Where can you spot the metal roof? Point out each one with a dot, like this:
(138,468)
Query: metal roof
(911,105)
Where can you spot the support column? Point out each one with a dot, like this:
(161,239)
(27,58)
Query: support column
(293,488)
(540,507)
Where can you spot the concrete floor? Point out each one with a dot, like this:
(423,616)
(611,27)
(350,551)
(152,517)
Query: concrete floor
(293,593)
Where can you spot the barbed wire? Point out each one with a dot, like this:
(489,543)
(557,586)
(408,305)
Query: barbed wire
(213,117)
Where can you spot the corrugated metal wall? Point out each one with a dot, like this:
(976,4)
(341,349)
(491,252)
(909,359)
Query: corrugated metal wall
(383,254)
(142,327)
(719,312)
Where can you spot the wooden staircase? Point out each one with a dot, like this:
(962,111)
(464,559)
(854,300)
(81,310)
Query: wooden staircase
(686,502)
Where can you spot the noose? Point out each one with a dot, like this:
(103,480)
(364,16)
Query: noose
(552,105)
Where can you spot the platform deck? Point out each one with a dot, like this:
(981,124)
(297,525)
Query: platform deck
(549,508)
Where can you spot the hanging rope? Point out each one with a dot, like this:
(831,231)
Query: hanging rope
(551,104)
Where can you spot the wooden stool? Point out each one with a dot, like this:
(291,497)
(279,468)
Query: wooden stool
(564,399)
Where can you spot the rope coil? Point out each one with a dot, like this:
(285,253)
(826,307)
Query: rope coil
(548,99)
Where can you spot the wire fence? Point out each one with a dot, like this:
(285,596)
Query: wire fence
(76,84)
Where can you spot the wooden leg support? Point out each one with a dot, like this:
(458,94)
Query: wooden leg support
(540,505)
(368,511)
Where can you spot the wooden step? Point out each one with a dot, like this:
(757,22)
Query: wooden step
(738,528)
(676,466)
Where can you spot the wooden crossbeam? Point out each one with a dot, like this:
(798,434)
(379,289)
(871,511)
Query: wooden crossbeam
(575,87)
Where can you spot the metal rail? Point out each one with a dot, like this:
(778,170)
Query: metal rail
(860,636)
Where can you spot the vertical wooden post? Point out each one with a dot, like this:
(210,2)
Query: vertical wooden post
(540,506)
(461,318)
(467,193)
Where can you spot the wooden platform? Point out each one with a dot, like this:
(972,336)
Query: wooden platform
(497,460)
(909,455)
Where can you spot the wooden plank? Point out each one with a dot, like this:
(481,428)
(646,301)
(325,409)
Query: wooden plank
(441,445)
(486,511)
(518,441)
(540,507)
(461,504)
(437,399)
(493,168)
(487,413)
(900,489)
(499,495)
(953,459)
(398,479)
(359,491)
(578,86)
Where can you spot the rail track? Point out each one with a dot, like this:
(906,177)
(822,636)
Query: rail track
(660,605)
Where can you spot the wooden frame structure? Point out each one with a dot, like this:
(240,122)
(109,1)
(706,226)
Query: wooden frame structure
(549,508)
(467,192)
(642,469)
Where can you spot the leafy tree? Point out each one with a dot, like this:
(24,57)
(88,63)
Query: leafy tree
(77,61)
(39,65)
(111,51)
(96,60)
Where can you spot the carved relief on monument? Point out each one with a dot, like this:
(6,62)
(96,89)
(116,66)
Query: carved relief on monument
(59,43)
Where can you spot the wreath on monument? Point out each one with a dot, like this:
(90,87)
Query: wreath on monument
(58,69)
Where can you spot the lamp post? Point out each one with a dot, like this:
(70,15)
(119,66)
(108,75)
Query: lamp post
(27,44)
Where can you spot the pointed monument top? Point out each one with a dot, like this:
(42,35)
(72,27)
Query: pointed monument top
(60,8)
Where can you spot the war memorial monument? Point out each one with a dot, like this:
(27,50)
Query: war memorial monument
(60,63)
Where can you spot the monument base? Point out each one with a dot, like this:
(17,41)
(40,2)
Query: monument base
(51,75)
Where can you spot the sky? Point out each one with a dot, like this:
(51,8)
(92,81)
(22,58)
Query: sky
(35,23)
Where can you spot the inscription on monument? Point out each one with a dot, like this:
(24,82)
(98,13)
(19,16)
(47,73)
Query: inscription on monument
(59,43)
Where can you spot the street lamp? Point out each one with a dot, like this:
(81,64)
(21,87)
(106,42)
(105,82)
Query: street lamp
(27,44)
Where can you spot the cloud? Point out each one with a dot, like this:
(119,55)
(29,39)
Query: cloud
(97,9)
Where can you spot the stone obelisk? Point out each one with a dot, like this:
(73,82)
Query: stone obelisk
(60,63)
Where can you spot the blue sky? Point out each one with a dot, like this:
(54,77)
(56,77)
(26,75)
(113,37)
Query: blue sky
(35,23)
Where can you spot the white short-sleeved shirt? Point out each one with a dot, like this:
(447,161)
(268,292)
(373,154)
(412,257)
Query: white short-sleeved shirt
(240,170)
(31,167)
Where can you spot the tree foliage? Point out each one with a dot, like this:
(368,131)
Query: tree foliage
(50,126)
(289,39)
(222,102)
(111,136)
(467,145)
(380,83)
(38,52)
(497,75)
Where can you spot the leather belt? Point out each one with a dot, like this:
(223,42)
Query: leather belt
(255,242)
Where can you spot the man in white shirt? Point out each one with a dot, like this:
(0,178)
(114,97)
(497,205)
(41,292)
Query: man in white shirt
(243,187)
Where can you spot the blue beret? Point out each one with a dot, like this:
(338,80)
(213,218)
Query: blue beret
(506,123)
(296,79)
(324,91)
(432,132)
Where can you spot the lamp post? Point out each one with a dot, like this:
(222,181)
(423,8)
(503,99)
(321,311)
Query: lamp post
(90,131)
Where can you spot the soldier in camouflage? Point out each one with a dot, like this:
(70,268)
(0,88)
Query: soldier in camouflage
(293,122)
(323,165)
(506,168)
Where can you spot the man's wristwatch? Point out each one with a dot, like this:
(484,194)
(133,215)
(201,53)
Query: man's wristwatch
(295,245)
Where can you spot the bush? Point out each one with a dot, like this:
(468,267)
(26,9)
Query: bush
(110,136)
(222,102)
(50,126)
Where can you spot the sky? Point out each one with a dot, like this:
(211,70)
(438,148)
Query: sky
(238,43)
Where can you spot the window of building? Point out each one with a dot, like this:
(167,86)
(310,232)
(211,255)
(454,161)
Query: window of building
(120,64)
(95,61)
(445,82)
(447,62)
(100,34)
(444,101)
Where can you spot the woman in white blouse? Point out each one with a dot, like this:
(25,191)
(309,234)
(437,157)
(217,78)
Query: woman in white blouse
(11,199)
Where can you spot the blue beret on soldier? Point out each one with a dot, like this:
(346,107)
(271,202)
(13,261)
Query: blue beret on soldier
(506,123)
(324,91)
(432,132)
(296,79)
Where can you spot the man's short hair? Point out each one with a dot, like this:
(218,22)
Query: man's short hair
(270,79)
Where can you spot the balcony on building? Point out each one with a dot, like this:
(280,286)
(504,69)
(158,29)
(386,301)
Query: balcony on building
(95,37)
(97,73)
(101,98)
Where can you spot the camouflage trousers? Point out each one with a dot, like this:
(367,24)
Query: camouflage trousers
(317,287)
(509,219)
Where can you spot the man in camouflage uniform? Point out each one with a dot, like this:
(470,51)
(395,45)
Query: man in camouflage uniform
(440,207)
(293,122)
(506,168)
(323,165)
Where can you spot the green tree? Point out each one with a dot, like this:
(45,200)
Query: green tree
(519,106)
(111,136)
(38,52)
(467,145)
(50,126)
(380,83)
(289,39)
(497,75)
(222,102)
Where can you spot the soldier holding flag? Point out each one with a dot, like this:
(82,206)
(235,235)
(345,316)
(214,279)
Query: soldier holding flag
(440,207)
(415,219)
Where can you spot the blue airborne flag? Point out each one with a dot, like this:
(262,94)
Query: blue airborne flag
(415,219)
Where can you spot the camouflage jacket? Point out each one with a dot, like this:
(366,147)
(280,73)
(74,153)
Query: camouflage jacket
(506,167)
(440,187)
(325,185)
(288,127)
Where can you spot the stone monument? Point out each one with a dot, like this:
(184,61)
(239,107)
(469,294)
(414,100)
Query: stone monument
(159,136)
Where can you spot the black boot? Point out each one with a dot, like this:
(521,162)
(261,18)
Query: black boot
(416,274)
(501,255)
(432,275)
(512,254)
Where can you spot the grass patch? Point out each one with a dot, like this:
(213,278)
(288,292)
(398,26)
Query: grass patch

--------------------------------

Work instructions – Render the stretch of the rows above, from the line containing "Where can you spot the grass" through the end of the rows, as a Markdown table. Use two columns, Number and Text, number each line in order, and leave out blank lines.

Reply to the task –
| Number | Text |
|---|---|
| 1 | Where can you spot the grass patch? Point out each one with a dot, like this: |
| 2 | (213,278) |
| 3 | (288,292) |
| 4 | (398,26) |
| 5 | Query: grass patch |